[START EXCERPT PROVIDED]

Protecting your accounts against hacking

There’s been a lot of news lately about hacking. People have had credit cards hacked. Yahoo got hacked. Target was the target of data breach shenanigans. Recently, I got a notice that my PC Plus account had the password reset because of a breach. You may have too. Truth is we live in an online world. All of our digital lives depend on the skill of a few people fighting off the efforts of thousands. Hacking is big money, because data is big money. It’s why Facebook is worth tens of billions. It’s why you can freely use services like Gmail, Outlook, Google and others. Your usage generates delicious, delicious data for these companies to mine, target and sell.

What’s in a hack

What does this have to do with hacking? Everything. It means that hackers are as interested in your data as these legitimate companies. While we freely give it to companies like Facebook, the hackers have to trick or steal it from us. It also means that everyone is a target. Yup, the days of hiding behind “I’m not important enough to hack” are gone. Your account can literally unlock thousands of dollars in data for hackers. Even worse, it probably doesn’t take much to trace you to your employer. They can use this data to gain access to your work account. Worse still, they can use it to steal all sorts of things from your company.

If you use the internet, you’re a target.

Protect thyself

So, how do you protect yourself? First, make a strong passphrase for your account. Passwords can be guessed fairy quickly, use phrases instead. Combine mixed case and numbers to make it even stronger. Then, don’t re-use it. Try and use unique passphrases for each place you login. At the very least, make a variation of your passphrase for each site. Lastly, turn on two factor authentication.

[END EXCERPT PROVIDED]
[START EXTRACTED ENTRIES]

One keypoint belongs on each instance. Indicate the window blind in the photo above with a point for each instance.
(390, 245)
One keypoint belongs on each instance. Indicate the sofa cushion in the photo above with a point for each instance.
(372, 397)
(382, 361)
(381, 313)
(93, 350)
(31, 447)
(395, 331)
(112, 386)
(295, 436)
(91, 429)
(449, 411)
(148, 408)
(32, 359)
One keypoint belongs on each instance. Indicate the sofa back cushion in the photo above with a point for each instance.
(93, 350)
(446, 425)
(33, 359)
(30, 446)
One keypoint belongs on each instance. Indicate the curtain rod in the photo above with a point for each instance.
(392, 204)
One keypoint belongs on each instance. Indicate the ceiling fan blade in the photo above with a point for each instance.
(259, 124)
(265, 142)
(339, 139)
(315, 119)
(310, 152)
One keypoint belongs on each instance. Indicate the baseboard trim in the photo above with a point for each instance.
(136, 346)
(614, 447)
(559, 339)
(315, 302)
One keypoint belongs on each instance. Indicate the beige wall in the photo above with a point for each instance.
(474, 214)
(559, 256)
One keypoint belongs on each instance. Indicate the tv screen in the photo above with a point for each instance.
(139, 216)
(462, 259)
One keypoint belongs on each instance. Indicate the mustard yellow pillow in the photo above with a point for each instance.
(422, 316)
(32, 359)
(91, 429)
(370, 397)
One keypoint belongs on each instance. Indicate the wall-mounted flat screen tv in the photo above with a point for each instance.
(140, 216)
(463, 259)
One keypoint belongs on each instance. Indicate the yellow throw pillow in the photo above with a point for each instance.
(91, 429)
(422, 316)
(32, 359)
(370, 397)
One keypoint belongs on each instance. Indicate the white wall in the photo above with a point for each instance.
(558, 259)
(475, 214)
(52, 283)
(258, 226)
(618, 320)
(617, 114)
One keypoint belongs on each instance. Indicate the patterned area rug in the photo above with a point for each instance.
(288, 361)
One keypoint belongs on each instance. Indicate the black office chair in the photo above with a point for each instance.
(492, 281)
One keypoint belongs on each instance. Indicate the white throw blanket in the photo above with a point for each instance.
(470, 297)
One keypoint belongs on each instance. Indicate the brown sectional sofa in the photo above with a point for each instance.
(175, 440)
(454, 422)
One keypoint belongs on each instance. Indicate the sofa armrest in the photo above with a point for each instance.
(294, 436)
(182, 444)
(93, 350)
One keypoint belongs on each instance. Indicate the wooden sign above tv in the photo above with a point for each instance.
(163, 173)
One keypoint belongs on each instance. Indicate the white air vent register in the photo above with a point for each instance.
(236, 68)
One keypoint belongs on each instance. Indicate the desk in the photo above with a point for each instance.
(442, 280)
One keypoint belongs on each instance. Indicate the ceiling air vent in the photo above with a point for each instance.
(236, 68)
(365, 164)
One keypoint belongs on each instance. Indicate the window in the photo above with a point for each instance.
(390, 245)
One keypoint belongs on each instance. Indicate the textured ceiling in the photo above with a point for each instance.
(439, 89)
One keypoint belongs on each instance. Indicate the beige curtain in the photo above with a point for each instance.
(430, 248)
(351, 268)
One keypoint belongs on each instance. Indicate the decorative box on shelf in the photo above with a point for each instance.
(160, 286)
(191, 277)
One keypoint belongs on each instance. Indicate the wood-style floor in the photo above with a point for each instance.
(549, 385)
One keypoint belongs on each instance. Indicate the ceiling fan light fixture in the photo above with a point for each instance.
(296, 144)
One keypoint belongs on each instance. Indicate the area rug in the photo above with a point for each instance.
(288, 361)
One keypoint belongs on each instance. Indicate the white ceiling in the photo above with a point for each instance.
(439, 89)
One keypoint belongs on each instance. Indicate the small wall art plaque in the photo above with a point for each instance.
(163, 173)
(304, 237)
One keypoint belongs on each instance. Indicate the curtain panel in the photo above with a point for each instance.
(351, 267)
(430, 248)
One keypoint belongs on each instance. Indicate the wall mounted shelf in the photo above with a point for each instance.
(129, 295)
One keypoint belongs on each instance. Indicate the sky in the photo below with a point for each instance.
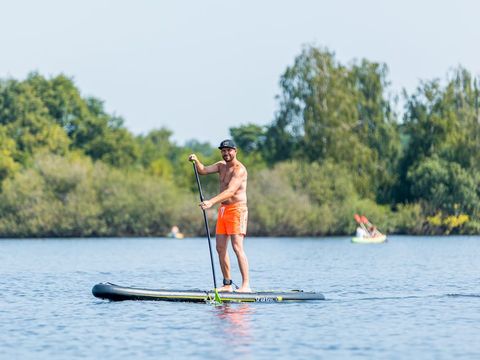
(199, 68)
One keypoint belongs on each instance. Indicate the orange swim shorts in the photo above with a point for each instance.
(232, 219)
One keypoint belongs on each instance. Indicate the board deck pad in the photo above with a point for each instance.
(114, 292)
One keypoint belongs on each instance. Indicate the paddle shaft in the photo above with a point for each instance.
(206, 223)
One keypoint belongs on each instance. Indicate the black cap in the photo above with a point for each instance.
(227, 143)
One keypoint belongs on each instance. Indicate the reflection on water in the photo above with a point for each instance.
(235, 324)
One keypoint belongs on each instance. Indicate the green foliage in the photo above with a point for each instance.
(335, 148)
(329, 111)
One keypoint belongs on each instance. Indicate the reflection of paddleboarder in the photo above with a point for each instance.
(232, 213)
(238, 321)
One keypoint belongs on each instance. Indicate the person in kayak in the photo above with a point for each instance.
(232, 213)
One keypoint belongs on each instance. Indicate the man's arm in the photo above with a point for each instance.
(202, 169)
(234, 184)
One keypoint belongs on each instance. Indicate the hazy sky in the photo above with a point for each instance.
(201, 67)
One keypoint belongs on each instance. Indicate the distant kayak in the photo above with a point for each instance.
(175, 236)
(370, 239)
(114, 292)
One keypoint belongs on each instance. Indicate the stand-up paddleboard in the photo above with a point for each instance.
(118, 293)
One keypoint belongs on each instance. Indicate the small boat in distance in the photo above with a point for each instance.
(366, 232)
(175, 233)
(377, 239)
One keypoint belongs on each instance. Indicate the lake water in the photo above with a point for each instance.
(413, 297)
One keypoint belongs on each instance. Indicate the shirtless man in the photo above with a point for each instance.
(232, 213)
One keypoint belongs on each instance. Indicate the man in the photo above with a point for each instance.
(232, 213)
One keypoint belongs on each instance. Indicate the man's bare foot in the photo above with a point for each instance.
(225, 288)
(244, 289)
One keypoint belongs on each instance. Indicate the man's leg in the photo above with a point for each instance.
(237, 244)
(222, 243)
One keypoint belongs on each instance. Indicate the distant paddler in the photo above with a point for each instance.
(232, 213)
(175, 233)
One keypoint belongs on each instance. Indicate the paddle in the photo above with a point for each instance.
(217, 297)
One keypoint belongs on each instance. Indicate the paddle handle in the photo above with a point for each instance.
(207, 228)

[END EXTRACTED ENTRIES]
[START EXTRACTED ENTRIES]

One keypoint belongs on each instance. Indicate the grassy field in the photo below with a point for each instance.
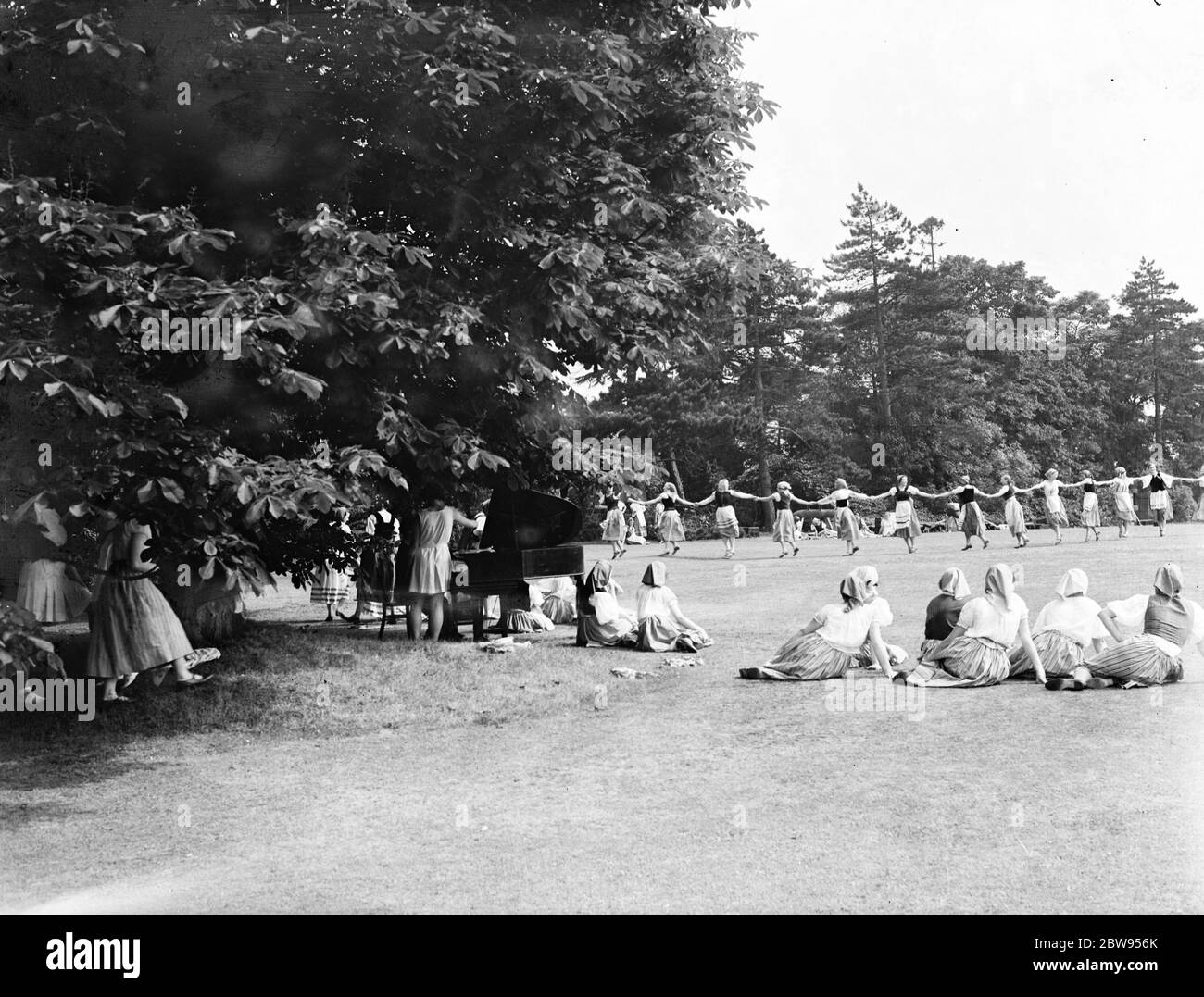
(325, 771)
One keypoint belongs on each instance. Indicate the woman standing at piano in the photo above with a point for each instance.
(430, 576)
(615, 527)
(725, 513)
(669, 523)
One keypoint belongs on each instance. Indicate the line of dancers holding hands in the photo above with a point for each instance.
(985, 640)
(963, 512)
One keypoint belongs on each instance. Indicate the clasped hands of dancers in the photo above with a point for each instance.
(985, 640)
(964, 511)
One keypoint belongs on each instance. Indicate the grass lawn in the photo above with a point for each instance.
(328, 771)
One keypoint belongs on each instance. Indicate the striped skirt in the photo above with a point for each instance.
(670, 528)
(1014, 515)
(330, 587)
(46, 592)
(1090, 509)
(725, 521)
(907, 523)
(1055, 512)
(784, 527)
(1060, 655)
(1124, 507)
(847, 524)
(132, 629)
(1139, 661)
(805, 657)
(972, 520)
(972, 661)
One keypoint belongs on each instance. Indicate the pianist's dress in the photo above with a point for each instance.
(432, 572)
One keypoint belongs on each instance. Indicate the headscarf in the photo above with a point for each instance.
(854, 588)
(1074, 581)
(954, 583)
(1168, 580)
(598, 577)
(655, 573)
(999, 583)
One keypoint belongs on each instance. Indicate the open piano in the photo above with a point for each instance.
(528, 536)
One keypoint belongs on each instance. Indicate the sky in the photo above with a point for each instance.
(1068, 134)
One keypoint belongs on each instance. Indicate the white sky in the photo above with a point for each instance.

[END EXTRACTED ENTRIES]

**GIVEN TASK:**
According to the article on protecting accounts against hacking, why can no one rely on being "not important enough to hack"? Answer in one to three sentences. The material above comes from a separate source, not from the text.

**RESPONSE TO THIS EXERCISE:**
Data is big money, so hackers want everyone's data as much as legitimate companies do, and a single account can unlock thousands of dollars in data. It may also lead hackers to a person's employer, letting them get into a work account and steal from the company.